### EXERCISE OBJECTIVE
Find the line with "Put a point on the man's" in the entries below, then reproduce it and every line after it down to and including the line with "Put a point on the green padded", exactly.

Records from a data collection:
◆ ◆ ◆ ◆ ◆ ◆ ◆
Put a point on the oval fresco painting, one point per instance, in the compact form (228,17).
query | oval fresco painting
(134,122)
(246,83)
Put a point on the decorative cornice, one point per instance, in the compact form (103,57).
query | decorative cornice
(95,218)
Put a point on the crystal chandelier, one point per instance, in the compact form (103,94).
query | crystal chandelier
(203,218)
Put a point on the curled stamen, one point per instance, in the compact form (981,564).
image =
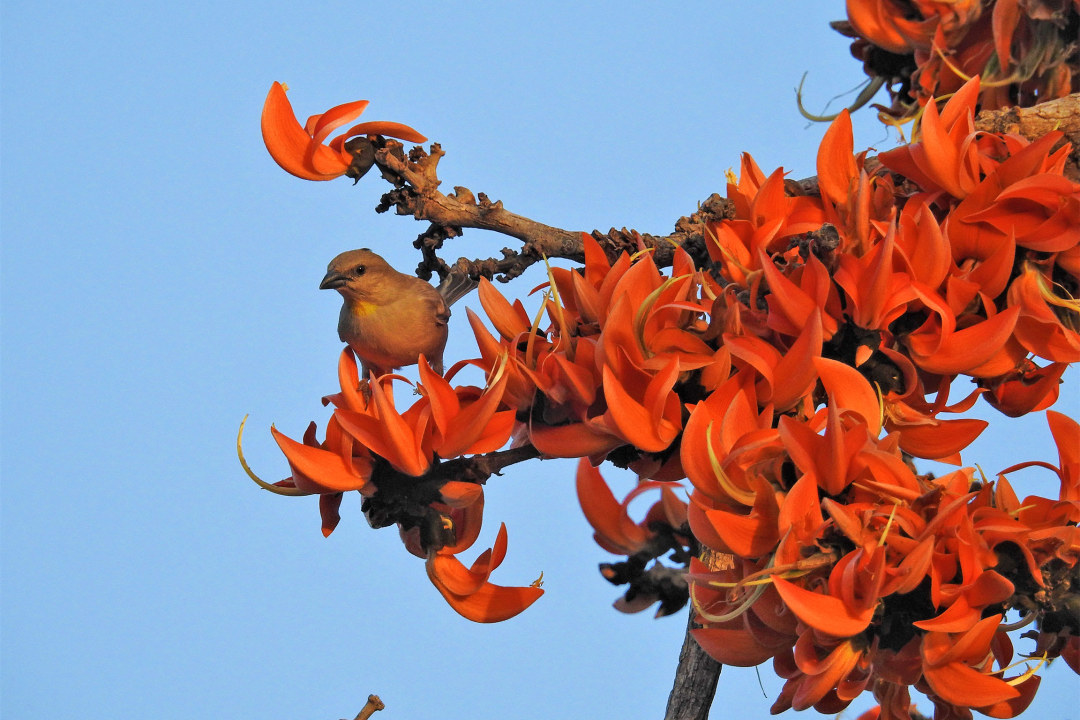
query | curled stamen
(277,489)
◆ ◆ ◆ ◆ ◆ ◆ ◆
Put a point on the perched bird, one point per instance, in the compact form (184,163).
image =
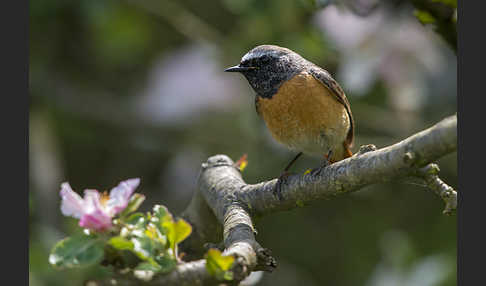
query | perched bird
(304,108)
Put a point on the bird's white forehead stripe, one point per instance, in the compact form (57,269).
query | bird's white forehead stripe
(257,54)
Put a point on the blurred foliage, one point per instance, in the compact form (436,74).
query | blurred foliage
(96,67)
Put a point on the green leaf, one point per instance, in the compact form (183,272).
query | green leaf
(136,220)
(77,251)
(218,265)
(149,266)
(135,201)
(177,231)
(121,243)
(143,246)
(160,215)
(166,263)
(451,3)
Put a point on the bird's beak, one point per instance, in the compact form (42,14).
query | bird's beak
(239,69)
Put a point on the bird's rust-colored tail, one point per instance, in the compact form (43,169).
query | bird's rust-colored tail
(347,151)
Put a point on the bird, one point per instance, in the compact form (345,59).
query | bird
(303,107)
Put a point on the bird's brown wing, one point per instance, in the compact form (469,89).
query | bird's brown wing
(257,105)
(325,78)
◆ ◆ ◆ ◆ ◆ ◆ ◆
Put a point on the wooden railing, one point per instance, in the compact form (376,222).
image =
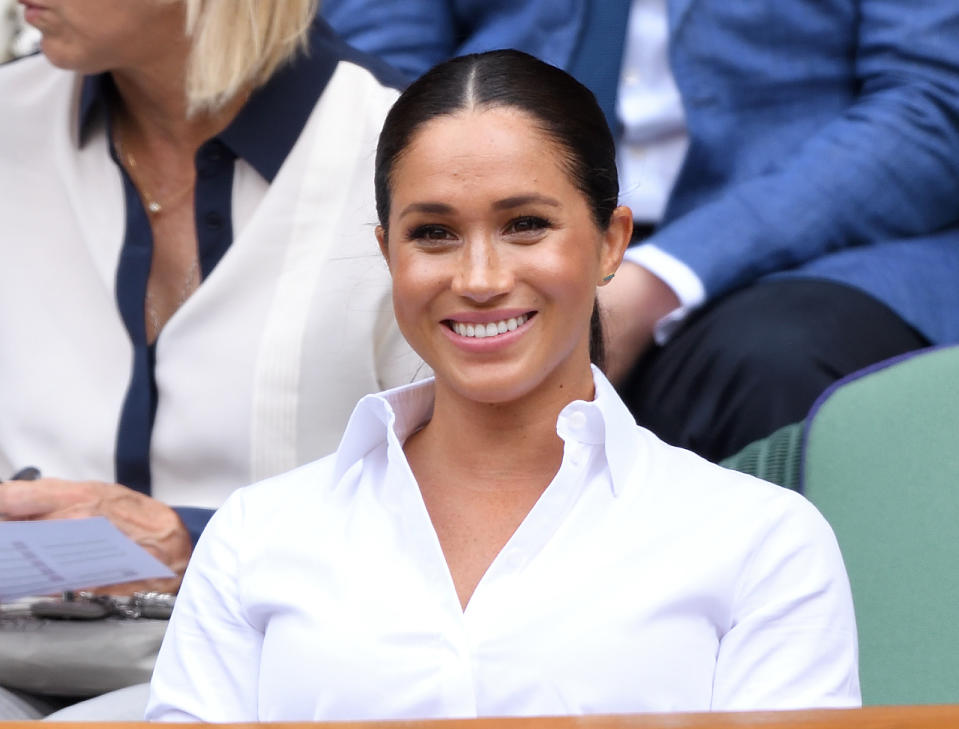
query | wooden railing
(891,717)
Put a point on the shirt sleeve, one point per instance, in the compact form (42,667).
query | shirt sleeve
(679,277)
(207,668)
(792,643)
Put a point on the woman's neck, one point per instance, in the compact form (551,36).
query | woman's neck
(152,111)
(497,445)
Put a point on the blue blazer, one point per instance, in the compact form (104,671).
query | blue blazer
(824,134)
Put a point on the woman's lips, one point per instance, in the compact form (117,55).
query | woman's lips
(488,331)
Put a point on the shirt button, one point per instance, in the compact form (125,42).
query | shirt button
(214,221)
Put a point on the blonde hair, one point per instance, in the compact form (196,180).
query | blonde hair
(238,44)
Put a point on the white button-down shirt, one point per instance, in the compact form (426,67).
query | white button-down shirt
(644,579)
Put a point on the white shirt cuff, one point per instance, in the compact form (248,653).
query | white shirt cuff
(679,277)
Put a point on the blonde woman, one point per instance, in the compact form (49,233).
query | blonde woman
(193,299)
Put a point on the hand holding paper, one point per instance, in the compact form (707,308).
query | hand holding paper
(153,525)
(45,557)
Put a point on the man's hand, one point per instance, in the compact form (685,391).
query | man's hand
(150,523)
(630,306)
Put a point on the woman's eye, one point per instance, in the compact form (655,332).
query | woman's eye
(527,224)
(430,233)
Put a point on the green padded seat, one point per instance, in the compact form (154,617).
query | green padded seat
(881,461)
◆ ◆ ◆ ◆ ◆ ◆ ◆
### EXERCISE ANSWER
Put a point on the man's hand, one point per instance, in the compact form (685,391).
query | man's hand
(150,523)
(630,306)
Put a point on the woman's eye, one point per instance, in the compact form (655,332).
query | woman's eye
(527,224)
(430,233)
Put a point on the green padded seat, one point per instance, in the compact form (154,617).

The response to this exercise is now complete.